_TASK A_. List the words or phrases the cilantro margarita text uses to describe the weather in Pennsylvania.
_TASK B_. Continue the cilantro margarita text from the point where it stops.

_SOURCE TEXT_.
⁂
We can’t hate the cilantro-haters: they’re just unfortunate enough to have some kind of super-senses that pick up on the aldehyde chemicals that are often also found in (wait for it): soap! Surprised? I didn’t think so.

It’s actually a fairly common fact nowadays.

But anyway, for all those of us born without aldehyde chemical receptors, this is really really delicious.

When you make this marg, at first, it’s going to taste not unlike a standard margarita. But just at the end, the cilantro hits you and brings a fresh flavor fitting for the beautiful green color. It’s been dreary, cold-ish for May, and rainy for an entire week here in Pennsylvania, so I needed the bright  color to remind me what spring is really supposed to be like. It worked – it picked my beardy companion and I right out of our rainy May blues.


Pro Tip: Double-strain your damn cilantro-lime puree. If you don’t, the cilantro will be overpowering, and it’s going to be ugly. Nobody wants an ugly, overpowering cocktail.
⁂
_INFORMATION GIVEN_.
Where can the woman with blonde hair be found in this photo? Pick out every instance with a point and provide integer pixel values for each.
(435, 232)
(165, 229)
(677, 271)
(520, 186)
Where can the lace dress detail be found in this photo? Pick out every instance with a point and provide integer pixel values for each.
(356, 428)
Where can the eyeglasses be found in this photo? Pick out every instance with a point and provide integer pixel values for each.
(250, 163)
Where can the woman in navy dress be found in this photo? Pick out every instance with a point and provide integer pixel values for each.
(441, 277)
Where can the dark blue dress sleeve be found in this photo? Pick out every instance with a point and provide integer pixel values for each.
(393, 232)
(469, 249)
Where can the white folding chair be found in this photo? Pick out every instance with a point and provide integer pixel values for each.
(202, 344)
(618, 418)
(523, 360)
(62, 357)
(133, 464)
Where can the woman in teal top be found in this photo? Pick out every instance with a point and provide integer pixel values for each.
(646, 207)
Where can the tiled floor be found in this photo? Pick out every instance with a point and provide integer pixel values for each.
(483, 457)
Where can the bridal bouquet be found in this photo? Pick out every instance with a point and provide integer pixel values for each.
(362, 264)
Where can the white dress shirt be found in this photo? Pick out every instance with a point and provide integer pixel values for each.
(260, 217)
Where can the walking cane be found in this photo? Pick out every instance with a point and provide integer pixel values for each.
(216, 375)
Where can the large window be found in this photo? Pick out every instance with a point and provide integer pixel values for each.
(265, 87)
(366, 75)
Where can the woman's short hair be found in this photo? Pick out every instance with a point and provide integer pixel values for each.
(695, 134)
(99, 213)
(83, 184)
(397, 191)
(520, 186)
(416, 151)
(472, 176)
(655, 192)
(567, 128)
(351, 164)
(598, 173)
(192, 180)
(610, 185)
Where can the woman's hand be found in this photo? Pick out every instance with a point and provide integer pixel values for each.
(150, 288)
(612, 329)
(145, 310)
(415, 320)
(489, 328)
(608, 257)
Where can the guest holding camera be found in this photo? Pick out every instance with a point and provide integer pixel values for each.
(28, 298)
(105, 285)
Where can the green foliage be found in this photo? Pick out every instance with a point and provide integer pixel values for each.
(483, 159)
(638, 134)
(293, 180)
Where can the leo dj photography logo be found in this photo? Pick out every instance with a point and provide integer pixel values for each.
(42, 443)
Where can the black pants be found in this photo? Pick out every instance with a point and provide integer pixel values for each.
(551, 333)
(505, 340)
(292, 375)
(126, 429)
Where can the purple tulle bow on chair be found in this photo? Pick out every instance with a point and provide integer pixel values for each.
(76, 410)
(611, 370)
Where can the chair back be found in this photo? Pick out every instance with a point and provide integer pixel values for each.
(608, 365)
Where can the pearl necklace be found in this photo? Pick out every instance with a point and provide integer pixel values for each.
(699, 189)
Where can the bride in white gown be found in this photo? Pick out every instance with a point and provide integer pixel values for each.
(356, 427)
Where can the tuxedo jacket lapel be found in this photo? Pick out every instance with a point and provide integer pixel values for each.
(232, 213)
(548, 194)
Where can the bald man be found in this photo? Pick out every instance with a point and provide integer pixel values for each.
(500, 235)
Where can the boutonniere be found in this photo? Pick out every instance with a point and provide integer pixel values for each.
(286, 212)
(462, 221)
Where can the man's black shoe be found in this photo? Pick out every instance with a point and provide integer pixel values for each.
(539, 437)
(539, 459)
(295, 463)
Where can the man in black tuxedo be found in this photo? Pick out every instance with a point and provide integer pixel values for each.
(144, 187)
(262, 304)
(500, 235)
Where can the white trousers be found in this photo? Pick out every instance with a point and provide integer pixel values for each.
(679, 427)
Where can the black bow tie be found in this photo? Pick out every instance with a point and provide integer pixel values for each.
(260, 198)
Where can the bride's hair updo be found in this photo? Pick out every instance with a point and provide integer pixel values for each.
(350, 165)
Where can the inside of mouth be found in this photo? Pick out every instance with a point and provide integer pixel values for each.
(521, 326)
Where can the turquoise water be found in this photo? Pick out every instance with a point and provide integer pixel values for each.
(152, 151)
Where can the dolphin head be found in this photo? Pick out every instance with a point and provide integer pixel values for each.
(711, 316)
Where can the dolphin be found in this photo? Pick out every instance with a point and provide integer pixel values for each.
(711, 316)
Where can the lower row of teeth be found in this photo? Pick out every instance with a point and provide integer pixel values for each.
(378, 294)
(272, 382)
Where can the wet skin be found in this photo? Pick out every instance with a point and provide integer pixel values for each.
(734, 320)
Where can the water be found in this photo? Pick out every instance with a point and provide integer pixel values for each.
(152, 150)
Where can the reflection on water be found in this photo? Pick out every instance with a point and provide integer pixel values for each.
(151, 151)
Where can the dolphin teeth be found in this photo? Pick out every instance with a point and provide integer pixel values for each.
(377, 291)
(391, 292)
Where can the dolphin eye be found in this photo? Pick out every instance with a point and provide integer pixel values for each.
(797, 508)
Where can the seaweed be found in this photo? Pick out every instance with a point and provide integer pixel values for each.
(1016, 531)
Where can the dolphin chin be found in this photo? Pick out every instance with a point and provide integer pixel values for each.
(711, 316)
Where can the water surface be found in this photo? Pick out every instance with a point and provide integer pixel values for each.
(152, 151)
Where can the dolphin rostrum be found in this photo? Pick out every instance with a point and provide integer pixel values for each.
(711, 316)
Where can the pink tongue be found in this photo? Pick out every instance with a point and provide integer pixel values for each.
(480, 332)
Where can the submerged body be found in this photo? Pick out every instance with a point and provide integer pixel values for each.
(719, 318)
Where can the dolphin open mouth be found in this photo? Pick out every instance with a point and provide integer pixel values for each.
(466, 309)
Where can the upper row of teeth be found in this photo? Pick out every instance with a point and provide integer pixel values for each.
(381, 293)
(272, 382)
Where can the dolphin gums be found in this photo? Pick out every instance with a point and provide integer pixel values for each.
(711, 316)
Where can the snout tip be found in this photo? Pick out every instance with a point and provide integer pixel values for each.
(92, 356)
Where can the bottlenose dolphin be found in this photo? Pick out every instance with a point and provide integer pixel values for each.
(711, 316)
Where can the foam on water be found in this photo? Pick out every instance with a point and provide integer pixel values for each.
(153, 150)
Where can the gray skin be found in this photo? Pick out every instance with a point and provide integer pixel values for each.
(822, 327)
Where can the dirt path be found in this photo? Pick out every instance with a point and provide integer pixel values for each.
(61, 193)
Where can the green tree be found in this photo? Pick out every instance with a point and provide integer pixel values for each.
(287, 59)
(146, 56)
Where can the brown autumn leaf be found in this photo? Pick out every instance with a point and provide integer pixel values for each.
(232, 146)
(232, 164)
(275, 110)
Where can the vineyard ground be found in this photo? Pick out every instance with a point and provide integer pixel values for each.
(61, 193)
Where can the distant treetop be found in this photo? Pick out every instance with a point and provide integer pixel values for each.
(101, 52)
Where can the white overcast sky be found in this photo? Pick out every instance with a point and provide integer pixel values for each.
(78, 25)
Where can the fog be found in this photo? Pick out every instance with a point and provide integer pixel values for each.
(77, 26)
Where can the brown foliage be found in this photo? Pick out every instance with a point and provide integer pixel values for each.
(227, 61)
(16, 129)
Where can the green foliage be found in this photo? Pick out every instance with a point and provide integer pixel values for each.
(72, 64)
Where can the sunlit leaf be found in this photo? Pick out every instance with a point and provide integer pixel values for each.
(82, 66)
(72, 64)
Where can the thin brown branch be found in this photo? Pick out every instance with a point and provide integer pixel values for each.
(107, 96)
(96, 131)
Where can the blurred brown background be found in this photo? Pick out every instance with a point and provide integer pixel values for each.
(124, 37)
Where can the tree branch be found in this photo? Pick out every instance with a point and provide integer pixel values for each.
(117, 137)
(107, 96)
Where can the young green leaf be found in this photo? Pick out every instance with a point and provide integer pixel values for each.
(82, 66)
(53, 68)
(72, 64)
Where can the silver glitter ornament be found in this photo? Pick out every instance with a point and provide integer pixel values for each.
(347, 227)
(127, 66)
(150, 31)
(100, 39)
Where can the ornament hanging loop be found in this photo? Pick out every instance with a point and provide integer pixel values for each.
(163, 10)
⁂
_EXERCISE RESULT A_.
dreary
cold-ish for May
rainy for an entire week

_EXERCISE RESULT B_.
Cheers! xo

Margarita Monday: Cilantro Margarita
Prep time: 
Total time: 
Serves: 2 drinks
  • 4 oz. tequila
  • 2 oz. orange liqueur
  • 2 oz. lime juice
  • 10 cilantro sprigs, stems removed, plus 2 extra sprigs for garnish
  1. Rim two rocks or margarita glasses with salt.
  2. Put the lime juice and cilantro into the bowl of a food processor or blender. Whiz it for about 30 seconds.
  3. Strain the cilantro/lime mixture into a mixing glass, then add the remaining ingredients. Add ice, then shake.
  4. Strain into your glasses over ice, garnish with extra cilantro. Enjoy.